— Begin Document text —
Last week the Georgia Senate approved a resolution in favor of allowing the Ten Commandments to be posted in public places.
After Nov. 2, many evangelical Republicans were expecting the GOP -- set to begin its historic first session in full control of Georgia's government since Reconstruction -- to revisit one of their favorite conservative social measures, that being a law to shield county courthouses that choose to display the Ten Commandments. Many political subscribed to this expectation also.
Despite such thinking, some thought that the GOP lawmakers would not take up a Ten Commandments bill for several reasons.
First, it was pushed last year by a Republican lawmaker Rep. Lynn Westmoreland who had left the Legislature for Congress. Second, the proposal would call for the state Attorney General to pick up the defense tab for any lawsuit filed over a Ten Commandments display, an idea some may support in principle but not want to enact given the state's budget situation. Finally, state lawmakers would be inclined to sit back on the issue now until the U.S. Supreme Court has ruled on a case as it had agreed to do. (See 12-29-04 post.)
Well, if we are not going to try to pass -- make that pass -- legislation, how about a compromise. Such happened this past Thursday in the Senate.
The upper chamber overwhelmingly approved a resolution urging Georgians to support the posting of the Ten Commandments in public buildings. Of course as a resolution, the measure doesn't have the force of law.
Thursday's 41-8 vote probably was the only action the Legislature will take this year on what was a burning issue during the 2004 General Assembly session.
In Georgia, a lawsuit filed against Barrow County by the ACLU over a Ten Commandments display is on hold pending a U.S. Supreme Court ruling on two cases argued before the justices last month.
The resolution approved Thursday was sponsored by freshman Sen. Nancy Schaefer, R-Turnerville, who has long been active in religious conservative causes.
"We are a nation founded on biblical principles written in the Ten Commandments," she told her Senate colleagues. "This is what makes America different from totalitarian nations."
"If you look at our Constitution and at our Declaration of Independence, you will not find separation of church and state anywhere," added Sen. John Douglas, R-Covington.
[Say what Senator? Do you not consider the first words of the first amendment of the Constitution that begins "Congress shall make no law respecting an establishment of religion, or prohibiting the free exercise thereof" to be part of the Constitution, Senator? Oh, this is just an amendment, and doesn't count. OK, I see.]
"Yet, we have organizations that use that phrase regularly not only to try to prevent display of the Ten Commandments but in other areas of public life."
Before passing the resolution, senators rejected two amendments proposed by Democrats.
Sen. Robert Brown, D-Macon, sought to encourage judges interested in displaying the Ten Commandments to make sure such displays are at least a 72-point font size.
"If you're going to put it in a courthouse, it ought to be large enough to read," he said.
Sen. Steen Miles, D-Decatur, proposed an amendment suggested by one of her constituents in Rockdale County requiring all churches, synagogues and mosques to display the Ten Commandments.
"He suggested that charity begins at home and spreads abroad," she said.
— End Document text —
__Given exercise a__.
Tally how many lines of the rows contain the word "black", with case counting, and give only that number.
— Begin The records —
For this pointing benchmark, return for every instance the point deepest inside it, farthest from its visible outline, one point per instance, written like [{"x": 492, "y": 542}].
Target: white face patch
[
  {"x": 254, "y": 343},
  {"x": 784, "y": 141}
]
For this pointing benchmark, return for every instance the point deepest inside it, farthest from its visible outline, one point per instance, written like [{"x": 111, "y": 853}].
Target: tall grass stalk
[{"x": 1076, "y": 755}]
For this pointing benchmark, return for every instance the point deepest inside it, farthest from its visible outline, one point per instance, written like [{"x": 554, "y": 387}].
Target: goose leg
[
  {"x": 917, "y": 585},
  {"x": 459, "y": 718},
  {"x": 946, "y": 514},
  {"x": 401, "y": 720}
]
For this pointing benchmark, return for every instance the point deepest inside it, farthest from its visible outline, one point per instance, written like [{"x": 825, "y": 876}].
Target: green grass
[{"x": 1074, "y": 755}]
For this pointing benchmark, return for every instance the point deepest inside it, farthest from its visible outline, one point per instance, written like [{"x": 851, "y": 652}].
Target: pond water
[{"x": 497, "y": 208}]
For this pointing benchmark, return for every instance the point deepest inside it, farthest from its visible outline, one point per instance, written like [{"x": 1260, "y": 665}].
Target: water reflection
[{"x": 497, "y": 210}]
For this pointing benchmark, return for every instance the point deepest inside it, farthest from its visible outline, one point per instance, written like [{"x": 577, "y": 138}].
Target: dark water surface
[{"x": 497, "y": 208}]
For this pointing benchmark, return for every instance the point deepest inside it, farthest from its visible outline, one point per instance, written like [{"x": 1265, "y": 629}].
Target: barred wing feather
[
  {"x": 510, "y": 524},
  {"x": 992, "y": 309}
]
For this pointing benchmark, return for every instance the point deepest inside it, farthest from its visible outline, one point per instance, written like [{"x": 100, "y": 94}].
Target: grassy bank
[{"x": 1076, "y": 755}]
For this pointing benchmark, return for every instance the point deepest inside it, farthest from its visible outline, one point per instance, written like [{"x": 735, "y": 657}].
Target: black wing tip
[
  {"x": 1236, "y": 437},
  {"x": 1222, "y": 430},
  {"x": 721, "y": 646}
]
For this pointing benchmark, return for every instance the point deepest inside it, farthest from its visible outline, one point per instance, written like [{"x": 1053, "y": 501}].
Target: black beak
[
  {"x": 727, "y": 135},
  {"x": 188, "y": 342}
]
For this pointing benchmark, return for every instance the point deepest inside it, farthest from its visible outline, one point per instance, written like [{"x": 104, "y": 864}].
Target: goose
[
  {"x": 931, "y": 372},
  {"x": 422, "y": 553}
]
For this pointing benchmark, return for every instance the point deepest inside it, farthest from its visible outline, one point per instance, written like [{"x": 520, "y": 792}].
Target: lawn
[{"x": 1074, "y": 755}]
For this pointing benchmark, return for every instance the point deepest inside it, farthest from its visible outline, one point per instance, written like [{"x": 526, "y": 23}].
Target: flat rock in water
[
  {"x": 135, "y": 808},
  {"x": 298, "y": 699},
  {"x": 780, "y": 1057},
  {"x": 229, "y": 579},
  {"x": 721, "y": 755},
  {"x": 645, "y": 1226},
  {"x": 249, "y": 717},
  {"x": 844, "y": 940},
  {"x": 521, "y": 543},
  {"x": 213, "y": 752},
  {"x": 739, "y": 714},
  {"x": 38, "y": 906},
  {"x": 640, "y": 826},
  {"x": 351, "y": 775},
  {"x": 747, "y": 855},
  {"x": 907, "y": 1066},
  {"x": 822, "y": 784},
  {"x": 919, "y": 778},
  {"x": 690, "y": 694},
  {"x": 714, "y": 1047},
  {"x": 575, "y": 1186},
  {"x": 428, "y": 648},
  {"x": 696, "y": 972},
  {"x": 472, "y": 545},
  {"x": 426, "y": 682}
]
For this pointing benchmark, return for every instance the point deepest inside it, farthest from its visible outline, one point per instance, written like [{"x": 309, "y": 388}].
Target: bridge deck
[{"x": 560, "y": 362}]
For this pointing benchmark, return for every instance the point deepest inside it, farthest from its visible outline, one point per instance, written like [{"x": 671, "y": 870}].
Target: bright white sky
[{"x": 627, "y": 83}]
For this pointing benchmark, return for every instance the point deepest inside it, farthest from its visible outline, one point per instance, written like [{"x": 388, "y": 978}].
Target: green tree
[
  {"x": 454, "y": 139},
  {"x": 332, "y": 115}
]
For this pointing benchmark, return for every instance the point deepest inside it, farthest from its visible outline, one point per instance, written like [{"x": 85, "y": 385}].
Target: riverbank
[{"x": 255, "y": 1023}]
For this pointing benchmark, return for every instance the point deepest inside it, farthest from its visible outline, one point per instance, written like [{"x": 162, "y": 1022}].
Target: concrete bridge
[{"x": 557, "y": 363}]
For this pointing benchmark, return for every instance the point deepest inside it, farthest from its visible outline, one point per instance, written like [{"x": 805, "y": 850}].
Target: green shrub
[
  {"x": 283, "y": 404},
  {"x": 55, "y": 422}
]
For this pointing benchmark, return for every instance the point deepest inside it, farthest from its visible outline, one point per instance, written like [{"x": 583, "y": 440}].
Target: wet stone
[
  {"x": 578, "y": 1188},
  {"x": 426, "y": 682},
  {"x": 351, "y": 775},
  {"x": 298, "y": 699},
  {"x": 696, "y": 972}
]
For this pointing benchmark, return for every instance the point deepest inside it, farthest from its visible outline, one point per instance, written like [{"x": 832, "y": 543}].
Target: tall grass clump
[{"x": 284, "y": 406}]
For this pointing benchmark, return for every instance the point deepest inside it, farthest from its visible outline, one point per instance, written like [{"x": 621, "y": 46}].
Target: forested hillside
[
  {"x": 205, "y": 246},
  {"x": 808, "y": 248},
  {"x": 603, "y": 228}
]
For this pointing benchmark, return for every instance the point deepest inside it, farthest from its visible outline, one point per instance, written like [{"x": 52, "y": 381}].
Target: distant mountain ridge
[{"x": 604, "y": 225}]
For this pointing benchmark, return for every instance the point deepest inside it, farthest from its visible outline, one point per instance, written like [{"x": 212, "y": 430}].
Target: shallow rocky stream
— End The records —
__Given exercise b__.
In the post on the Georgia Senate's Ten Commandments resolution, what minimum font size did Sen. Robert Brown's amendment seek for courthouse displays?

__Task solution a__.
2

__Task solution b__.
At least a 72-point font size.